:: TASK OBJECTIVE ::
Please set down, word for word, the lines below from the one containing "point: gold star" to the one containing "Target: worker in orange vest", with both of those lines included.

:: INPUT DATA ::
━━━━━━━━━━━━━━━━
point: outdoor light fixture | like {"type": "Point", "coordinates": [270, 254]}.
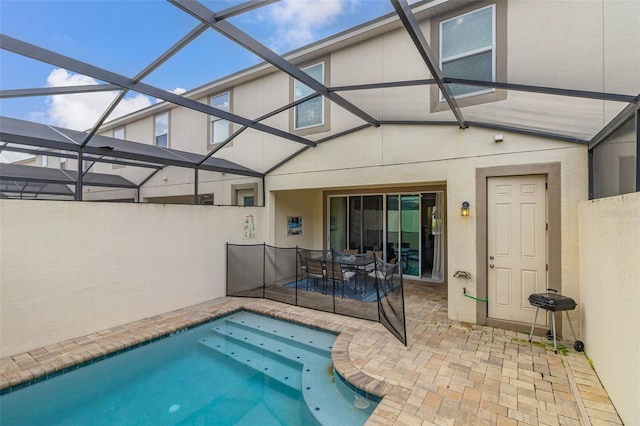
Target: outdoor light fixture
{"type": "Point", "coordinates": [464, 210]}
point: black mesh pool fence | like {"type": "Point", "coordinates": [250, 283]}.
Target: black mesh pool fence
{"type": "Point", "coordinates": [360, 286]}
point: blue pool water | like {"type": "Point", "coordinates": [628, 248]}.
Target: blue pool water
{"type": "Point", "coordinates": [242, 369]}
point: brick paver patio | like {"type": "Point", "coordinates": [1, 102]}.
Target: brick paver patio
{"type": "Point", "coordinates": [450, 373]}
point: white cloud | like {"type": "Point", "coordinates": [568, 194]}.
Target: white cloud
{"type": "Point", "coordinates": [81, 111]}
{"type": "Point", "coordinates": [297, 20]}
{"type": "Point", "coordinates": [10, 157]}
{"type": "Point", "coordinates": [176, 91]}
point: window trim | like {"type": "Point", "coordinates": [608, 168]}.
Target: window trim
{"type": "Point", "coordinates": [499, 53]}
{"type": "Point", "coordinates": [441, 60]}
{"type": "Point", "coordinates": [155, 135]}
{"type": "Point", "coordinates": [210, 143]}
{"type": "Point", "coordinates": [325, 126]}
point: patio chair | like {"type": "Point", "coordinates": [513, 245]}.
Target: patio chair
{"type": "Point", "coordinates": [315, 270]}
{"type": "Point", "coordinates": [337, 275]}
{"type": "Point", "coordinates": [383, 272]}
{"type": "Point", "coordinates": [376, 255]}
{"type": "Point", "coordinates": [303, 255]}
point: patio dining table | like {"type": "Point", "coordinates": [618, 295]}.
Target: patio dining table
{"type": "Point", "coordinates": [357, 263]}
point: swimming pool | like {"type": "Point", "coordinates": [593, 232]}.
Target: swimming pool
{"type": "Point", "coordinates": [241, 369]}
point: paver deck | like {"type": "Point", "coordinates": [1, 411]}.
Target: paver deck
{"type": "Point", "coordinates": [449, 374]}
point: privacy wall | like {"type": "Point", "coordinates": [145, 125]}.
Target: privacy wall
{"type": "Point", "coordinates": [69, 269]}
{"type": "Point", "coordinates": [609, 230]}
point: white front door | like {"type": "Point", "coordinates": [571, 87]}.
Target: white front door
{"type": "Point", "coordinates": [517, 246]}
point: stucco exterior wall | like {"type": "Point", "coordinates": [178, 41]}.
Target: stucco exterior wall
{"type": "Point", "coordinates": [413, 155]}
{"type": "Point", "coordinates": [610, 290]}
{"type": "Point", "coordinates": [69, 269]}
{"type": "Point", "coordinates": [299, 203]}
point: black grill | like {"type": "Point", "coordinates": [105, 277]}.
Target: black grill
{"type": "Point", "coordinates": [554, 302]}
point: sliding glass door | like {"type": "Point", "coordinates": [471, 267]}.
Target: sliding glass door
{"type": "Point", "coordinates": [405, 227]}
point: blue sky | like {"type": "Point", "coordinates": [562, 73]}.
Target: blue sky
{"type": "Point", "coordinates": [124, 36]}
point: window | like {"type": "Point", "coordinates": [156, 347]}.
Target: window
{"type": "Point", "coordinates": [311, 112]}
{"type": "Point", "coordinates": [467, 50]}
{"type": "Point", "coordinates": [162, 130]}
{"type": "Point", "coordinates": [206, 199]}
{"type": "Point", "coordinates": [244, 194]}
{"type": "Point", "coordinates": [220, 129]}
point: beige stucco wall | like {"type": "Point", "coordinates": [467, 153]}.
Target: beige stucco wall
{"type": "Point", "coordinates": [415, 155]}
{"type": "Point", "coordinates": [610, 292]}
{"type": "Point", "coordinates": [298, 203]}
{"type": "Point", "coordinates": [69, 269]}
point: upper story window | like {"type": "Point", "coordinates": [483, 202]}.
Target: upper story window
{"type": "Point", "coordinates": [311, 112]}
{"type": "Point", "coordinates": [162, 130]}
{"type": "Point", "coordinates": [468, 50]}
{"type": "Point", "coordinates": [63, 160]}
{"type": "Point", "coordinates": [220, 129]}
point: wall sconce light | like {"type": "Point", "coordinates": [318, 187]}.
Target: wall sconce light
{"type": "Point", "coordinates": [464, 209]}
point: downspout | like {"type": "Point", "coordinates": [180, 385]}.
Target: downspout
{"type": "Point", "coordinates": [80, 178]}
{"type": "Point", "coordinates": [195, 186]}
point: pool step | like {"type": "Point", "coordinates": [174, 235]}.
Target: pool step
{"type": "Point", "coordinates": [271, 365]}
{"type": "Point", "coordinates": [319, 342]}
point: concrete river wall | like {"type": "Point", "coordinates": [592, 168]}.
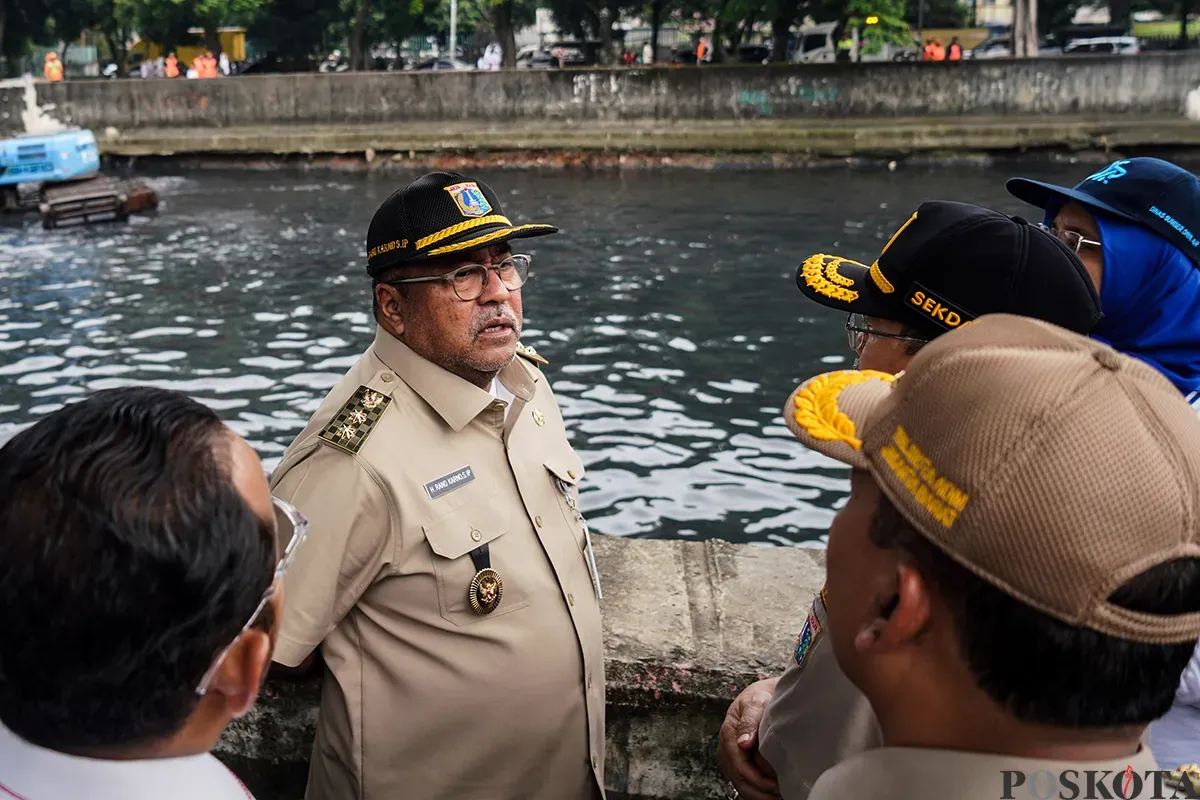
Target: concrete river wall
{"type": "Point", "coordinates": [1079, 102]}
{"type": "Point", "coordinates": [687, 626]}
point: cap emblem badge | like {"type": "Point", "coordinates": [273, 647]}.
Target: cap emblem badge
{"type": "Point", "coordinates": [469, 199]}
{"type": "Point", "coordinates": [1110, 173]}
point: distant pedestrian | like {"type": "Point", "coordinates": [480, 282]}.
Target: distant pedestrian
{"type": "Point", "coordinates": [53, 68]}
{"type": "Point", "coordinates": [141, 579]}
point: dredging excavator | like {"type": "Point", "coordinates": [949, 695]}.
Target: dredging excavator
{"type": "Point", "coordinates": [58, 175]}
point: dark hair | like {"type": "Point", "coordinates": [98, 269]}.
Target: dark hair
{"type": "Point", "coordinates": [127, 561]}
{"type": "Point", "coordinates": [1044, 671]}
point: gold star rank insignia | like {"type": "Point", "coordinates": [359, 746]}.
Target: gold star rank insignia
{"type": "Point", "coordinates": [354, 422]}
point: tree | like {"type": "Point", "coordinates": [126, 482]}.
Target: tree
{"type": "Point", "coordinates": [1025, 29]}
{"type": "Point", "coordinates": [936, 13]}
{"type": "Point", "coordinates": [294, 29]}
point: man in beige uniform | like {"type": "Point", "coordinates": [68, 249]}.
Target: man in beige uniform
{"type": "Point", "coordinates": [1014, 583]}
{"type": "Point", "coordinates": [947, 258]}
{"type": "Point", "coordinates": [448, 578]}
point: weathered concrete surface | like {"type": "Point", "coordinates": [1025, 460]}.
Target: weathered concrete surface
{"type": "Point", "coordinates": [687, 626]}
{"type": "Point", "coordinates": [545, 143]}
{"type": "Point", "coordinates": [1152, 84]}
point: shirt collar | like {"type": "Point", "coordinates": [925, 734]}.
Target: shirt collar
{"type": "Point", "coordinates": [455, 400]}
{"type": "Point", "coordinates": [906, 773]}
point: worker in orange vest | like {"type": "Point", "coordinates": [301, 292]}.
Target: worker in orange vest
━━━━━━━━━━━━━━━━
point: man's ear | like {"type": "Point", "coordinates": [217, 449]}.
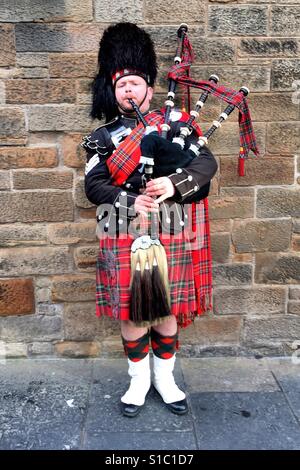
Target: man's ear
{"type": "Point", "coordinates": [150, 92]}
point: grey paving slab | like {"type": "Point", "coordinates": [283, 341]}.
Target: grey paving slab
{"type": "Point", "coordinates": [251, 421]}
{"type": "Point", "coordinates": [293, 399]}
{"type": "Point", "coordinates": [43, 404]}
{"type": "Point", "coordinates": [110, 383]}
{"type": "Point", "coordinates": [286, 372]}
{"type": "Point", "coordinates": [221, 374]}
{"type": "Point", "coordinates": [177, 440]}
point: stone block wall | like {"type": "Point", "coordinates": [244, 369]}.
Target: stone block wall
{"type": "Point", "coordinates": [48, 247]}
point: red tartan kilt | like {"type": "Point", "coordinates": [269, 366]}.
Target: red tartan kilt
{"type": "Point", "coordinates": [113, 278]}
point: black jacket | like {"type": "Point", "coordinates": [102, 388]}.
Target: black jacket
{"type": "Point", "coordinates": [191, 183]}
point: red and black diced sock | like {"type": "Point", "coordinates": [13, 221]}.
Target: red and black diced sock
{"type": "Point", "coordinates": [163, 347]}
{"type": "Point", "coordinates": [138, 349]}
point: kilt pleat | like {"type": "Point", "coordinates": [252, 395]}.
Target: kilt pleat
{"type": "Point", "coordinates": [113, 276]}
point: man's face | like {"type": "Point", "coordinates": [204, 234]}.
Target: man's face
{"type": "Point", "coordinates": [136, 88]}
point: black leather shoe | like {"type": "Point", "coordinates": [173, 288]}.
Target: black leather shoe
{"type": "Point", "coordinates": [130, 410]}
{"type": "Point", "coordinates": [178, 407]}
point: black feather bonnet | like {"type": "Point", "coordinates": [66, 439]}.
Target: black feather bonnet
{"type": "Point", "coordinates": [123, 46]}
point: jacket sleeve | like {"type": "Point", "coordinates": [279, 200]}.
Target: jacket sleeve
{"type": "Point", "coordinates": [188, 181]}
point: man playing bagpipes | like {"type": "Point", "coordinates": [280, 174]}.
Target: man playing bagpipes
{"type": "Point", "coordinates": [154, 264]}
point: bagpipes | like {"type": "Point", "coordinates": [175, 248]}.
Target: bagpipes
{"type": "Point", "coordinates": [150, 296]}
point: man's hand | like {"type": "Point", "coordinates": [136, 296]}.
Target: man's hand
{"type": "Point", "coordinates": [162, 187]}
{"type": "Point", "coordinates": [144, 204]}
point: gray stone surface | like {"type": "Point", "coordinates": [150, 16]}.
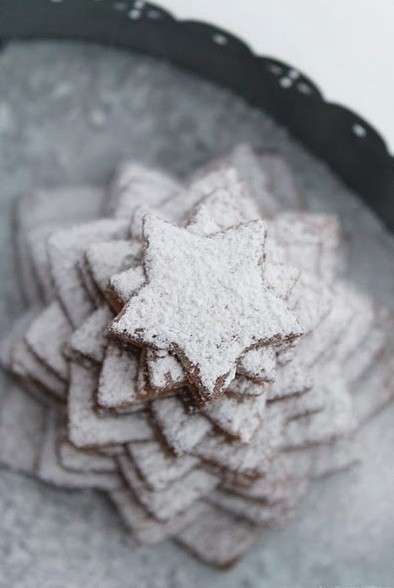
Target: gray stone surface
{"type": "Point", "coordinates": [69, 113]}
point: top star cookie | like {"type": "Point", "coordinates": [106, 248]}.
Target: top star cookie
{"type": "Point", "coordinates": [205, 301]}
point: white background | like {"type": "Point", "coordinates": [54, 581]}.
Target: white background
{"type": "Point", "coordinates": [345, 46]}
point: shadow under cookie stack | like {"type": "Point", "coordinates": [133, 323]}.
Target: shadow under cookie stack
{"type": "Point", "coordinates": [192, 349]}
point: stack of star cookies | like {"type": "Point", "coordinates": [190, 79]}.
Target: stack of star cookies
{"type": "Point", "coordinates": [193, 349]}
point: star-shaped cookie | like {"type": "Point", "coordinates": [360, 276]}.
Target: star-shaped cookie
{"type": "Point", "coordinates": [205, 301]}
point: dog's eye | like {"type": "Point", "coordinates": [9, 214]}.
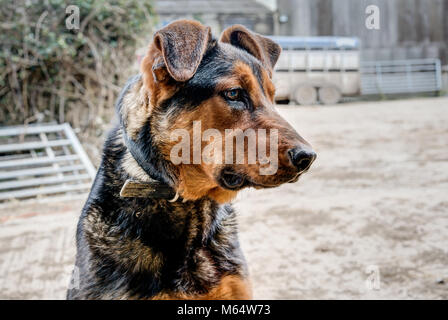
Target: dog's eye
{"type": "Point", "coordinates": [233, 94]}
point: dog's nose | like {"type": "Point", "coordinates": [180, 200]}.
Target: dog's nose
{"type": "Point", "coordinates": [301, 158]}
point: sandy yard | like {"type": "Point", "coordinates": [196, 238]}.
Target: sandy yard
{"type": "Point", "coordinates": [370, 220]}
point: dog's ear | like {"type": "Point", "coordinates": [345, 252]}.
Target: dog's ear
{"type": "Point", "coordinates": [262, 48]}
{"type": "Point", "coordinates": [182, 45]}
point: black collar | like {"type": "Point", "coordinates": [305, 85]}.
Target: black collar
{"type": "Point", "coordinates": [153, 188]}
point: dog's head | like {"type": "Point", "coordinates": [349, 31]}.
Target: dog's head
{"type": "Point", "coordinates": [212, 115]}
━━━━━━━━━━━━━━━━
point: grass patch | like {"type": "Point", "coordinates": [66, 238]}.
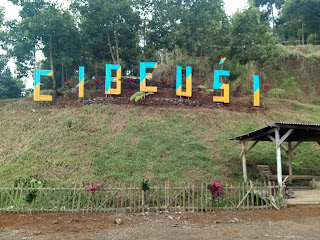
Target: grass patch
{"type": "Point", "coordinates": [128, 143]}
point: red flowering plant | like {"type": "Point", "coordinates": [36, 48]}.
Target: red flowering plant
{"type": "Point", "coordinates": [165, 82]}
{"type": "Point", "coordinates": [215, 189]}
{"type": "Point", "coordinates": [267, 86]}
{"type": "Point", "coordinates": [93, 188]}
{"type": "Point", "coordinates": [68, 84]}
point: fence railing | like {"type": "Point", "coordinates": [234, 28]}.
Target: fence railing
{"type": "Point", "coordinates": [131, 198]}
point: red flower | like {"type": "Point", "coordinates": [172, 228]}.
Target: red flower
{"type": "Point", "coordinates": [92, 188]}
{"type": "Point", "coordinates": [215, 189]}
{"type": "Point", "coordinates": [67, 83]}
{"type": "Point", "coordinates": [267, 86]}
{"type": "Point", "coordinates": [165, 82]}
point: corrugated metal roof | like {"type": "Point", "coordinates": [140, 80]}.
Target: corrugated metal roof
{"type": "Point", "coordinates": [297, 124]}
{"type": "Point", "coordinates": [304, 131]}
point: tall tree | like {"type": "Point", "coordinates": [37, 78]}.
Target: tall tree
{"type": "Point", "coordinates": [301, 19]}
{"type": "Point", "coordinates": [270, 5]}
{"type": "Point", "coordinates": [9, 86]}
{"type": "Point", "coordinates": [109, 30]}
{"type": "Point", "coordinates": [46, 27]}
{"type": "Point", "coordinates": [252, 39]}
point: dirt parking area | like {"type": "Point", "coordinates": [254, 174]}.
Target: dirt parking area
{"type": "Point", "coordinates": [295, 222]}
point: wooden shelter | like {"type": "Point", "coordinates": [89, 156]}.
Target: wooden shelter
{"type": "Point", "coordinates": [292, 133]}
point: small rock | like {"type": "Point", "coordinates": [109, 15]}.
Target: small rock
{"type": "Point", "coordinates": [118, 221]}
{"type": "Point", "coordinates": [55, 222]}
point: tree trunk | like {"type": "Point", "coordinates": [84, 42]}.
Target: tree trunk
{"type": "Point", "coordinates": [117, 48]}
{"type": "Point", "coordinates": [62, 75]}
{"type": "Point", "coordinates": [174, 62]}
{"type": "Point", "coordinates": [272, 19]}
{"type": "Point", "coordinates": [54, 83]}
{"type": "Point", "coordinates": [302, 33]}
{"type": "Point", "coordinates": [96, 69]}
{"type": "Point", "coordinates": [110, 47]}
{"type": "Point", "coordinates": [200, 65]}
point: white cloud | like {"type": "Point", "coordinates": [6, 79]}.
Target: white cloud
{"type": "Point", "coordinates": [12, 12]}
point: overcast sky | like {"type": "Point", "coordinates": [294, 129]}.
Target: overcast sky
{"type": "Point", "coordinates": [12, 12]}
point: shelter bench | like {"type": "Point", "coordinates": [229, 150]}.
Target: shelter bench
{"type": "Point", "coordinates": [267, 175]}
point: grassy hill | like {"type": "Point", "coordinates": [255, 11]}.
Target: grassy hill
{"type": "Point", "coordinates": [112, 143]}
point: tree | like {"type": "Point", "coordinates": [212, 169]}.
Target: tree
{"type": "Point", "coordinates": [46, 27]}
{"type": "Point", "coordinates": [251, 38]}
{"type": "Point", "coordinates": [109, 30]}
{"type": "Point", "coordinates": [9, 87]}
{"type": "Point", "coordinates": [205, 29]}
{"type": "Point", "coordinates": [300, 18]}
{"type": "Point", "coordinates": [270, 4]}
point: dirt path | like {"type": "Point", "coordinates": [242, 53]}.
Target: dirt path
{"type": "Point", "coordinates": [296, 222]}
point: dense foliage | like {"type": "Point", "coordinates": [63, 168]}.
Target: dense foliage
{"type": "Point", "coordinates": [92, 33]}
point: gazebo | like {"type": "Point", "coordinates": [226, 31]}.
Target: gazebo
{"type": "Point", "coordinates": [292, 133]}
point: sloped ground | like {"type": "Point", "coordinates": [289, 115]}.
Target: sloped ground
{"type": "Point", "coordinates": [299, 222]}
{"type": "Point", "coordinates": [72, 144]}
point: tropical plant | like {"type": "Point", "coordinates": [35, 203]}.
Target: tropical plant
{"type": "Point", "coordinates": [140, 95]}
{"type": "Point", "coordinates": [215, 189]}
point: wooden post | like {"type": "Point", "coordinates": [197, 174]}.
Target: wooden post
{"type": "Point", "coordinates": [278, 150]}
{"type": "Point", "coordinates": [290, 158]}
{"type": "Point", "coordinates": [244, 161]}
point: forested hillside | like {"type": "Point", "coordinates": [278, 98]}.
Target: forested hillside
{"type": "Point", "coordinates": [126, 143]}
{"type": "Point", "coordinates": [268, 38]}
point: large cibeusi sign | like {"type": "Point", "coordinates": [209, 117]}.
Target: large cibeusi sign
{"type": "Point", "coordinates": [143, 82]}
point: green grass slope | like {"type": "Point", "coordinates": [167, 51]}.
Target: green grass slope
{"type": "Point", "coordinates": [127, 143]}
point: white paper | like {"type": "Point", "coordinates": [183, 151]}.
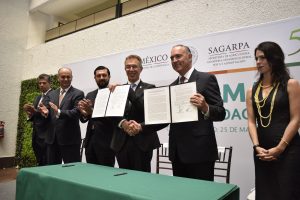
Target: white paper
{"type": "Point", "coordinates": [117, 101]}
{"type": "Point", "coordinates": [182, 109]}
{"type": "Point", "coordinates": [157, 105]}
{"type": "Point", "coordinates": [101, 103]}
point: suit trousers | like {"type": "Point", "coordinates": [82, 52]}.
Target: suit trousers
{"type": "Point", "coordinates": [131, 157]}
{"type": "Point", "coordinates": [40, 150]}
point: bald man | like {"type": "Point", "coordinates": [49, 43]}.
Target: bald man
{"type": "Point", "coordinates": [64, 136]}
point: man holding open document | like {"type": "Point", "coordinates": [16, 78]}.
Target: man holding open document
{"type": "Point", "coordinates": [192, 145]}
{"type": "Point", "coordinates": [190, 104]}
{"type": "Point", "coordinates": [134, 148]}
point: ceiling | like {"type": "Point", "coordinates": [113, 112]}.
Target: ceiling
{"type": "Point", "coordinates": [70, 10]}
━━━━━━━━━━━━━━━━
:: RESULT OF THE EXERCISE ::
point: gold star rank insignia | like {"type": "Point", "coordinates": [359, 746]}.
Target: gold star rank insignia
{"type": "Point", "coordinates": [354, 422]}
point: tree | like {"type": "Point", "coordinates": [126, 482]}.
Target: tree
{"type": "Point", "coordinates": [1025, 29]}
{"type": "Point", "coordinates": [936, 13]}
{"type": "Point", "coordinates": [294, 29]}
point: man in beige uniform | like {"type": "Point", "coordinates": [68, 249]}.
Target: man in beige uniform
{"type": "Point", "coordinates": [1014, 583]}
{"type": "Point", "coordinates": [947, 258]}
{"type": "Point", "coordinates": [448, 578]}
point: weathered concrete surface | like {"type": "Point", "coordinates": [1025, 460]}.
Target: weathered concrete surface
{"type": "Point", "coordinates": [687, 626]}
{"type": "Point", "coordinates": [545, 143]}
{"type": "Point", "coordinates": [1152, 84]}
point: shirt collar | like {"type": "Point", "coordinates": [925, 734]}.
Target: shirt collar
{"type": "Point", "coordinates": [455, 400]}
{"type": "Point", "coordinates": [906, 773]}
point: worker in orange vest | like {"type": "Point", "coordinates": [301, 292]}.
Target: worker in orange vest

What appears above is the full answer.